-------- Data lines --------

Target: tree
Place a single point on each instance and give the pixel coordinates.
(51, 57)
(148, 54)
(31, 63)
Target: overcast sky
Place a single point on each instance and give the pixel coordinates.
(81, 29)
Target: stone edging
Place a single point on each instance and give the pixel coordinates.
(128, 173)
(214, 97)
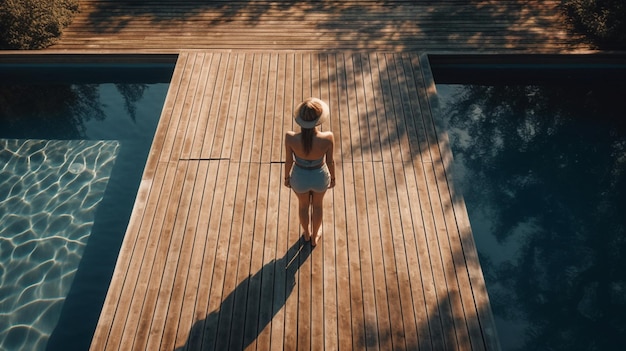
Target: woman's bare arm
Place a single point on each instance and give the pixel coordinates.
(330, 159)
(288, 159)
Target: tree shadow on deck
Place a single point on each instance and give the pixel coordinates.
(248, 309)
(477, 25)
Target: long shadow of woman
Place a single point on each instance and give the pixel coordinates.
(246, 311)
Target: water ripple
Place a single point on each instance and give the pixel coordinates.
(49, 192)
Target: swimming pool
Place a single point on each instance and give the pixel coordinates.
(541, 162)
(74, 139)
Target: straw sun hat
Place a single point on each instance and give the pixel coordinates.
(299, 113)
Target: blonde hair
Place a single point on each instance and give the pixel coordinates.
(310, 110)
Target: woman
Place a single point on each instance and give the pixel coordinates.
(309, 164)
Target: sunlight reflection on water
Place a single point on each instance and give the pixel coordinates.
(49, 193)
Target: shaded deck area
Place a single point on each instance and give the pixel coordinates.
(321, 25)
(213, 257)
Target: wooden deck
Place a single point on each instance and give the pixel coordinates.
(213, 257)
(321, 25)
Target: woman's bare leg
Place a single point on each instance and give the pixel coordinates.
(317, 202)
(304, 205)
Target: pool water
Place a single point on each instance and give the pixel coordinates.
(72, 152)
(542, 168)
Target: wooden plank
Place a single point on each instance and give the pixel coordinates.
(150, 179)
(231, 148)
(194, 149)
(270, 125)
(388, 269)
(212, 129)
(174, 276)
(370, 338)
(223, 112)
(259, 109)
(205, 318)
(216, 331)
(195, 111)
(176, 134)
(187, 323)
(249, 177)
(218, 261)
(267, 310)
(378, 321)
(354, 25)
(255, 321)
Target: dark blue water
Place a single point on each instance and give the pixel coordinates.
(112, 103)
(542, 167)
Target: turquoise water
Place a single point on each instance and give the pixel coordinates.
(71, 158)
(542, 168)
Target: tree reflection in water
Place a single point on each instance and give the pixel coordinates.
(543, 173)
(33, 111)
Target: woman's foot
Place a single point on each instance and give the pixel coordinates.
(316, 239)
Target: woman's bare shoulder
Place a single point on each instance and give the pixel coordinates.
(328, 135)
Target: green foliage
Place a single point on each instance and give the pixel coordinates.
(33, 24)
(603, 21)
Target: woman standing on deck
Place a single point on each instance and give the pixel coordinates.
(314, 172)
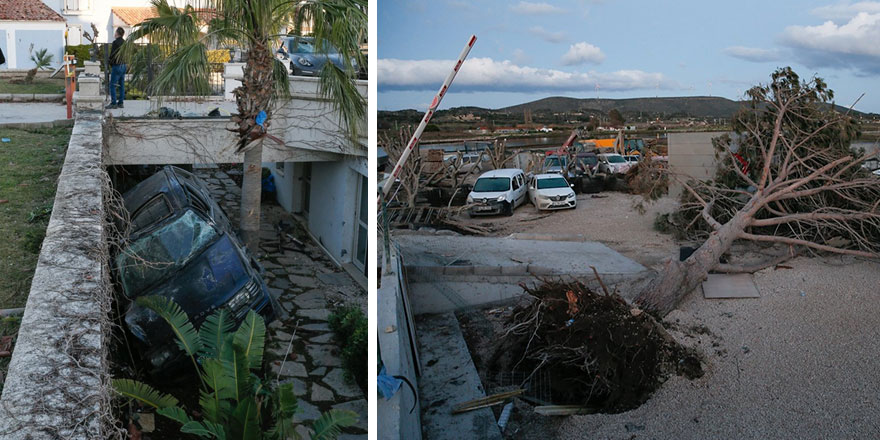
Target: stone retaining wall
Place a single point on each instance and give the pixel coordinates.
(57, 384)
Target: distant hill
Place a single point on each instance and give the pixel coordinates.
(694, 106)
(689, 106)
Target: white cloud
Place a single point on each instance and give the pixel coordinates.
(521, 57)
(752, 53)
(850, 45)
(583, 52)
(844, 11)
(488, 75)
(551, 37)
(527, 8)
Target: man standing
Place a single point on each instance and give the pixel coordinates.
(117, 71)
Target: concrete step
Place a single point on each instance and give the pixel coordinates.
(449, 377)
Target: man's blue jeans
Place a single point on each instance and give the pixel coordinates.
(117, 78)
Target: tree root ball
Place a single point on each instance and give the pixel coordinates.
(598, 351)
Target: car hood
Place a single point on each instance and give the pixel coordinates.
(547, 192)
(206, 283)
(487, 195)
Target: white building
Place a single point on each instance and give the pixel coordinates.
(26, 27)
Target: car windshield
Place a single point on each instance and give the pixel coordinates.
(306, 45)
(555, 182)
(151, 257)
(588, 160)
(554, 162)
(492, 184)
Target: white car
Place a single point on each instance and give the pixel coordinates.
(551, 191)
(614, 164)
(498, 192)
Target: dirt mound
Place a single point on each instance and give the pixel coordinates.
(597, 351)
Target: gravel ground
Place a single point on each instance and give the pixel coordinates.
(610, 219)
(798, 362)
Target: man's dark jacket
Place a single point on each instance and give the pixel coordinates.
(114, 51)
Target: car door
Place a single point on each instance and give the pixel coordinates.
(521, 196)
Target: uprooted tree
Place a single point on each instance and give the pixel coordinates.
(787, 176)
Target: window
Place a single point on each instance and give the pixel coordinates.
(77, 6)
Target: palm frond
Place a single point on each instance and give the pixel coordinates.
(330, 424)
(175, 413)
(187, 337)
(251, 338)
(143, 393)
(185, 72)
(214, 331)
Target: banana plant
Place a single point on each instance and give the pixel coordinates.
(234, 402)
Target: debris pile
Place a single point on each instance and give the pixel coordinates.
(600, 353)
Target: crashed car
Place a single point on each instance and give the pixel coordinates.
(181, 246)
(551, 191)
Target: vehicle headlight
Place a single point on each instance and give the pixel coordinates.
(244, 296)
(138, 332)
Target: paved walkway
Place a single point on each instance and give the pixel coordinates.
(308, 285)
(19, 112)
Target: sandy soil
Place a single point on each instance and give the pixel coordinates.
(801, 361)
(608, 217)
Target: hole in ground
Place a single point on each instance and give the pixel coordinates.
(568, 345)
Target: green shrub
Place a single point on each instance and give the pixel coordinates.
(234, 402)
(350, 326)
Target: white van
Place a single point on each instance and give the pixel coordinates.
(498, 192)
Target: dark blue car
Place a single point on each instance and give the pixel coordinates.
(182, 246)
(302, 58)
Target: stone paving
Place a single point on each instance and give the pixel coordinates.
(308, 286)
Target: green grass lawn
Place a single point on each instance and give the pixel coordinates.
(29, 167)
(40, 85)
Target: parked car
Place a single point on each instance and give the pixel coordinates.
(469, 161)
(613, 164)
(182, 246)
(551, 191)
(302, 59)
(498, 192)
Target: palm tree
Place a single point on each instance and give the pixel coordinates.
(182, 36)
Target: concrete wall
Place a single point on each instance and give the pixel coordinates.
(691, 155)
(396, 345)
(57, 384)
(19, 35)
(307, 124)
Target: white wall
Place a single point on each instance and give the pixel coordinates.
(333, 205)
(100, 14)
(20, 34)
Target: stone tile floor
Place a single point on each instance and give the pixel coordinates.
(308, 286)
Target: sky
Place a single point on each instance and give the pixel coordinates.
(528, 50)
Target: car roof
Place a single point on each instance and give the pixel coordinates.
(504, 172)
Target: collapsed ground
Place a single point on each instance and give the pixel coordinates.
(310, 288)
(798, 362)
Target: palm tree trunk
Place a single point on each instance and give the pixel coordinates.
(251, 191)
(252, 97)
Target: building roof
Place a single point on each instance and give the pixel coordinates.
(27, 10)
(132, 15)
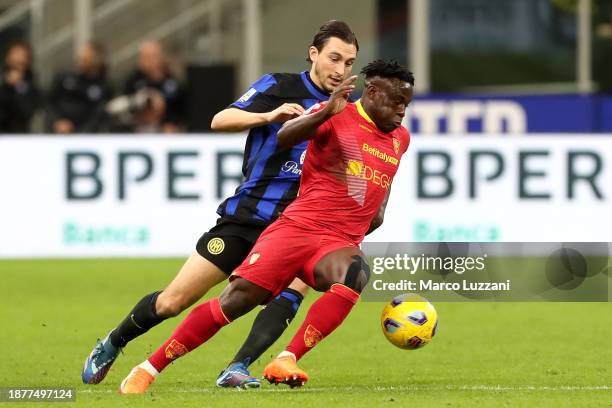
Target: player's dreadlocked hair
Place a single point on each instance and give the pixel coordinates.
(387, 69)
(333, 28)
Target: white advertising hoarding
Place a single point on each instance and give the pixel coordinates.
(155, 195)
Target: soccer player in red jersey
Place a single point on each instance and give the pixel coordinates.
(353, 155)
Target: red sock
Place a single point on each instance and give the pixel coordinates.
(327, 313)
(203, 322)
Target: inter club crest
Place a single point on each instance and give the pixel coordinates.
(396, 145)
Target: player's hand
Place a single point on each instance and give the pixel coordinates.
(285, 112)
(339, 98)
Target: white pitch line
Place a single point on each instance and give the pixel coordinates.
(485, 388)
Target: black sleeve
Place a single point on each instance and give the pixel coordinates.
(261, 97)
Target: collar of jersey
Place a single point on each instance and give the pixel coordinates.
(312, 88)
(363, 113)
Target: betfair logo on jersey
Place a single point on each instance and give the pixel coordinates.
(354, 167)
(358, 169)
(396, 145)
(382, 155)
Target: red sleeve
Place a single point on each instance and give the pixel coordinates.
(406, 140)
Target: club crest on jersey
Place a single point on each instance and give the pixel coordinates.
(175, 349)
(216, 246)
(396, 145)
(312, 336)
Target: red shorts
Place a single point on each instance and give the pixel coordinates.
(286, 250)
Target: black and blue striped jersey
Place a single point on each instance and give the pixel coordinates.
(271, 175)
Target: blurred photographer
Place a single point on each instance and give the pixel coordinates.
(77, 97)
(155, 99)
(19, 95)
(141, 112)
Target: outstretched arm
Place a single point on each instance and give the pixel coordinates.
(237, 120)
(380, 216)
(305, 127)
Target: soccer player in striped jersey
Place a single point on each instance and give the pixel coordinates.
(353, 155)
(272, 175)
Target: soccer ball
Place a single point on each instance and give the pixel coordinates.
(409, 321)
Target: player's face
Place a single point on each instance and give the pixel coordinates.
(390, 99)
(333, 64)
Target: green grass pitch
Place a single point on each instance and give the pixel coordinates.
(484, 354)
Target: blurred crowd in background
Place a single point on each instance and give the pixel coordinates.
(82, 98)
(212, 50)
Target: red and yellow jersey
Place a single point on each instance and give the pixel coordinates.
(348, 169)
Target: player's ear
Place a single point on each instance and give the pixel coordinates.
(371, 90)
(313, 53)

--------

* **Challenge**:
Write the lines out verbatim, from the one with "Target: blurred photographer" through the last line of the entries, and stop there.

* **Task answer**:
Target: blurred photographer
Place a single point on each instance and give the pixel coordinates.
(77, 97)
(155, 99)
(19, 95)
(141, 112)
Target: outstretched arm
Place a single point on each instance and give the pixel coordinates.
(237, 120)
(380, 216)
(305, 127)
Target: soccer player in striped jersey
Place a single point on each instance and give the pixel coordinates.
(353, 155)
(272, 175)
Target: soccer ball
Place a single point on each instance and give the pixel coordinates.
(409, 321)
Target: player's face
Place a single point on each instance and give the pixel coordinates.
(390, 99)
(333, 64)
Target: green grass pitch
Place a single point on each instance and give the pixel coordinates.
(484, 354)
Target: blurred crowd in background
Place a single point on each instance and give the pixel coordinates.
(82, 98)
(212, 50)
Target: red and yellow jersey
Place a single point on each instance and give the pixel coordinates.
(348, 169)
Target: player's ear
Place a single point on each instance and give the pixel coordinates.
(371, 90)
(313, 53)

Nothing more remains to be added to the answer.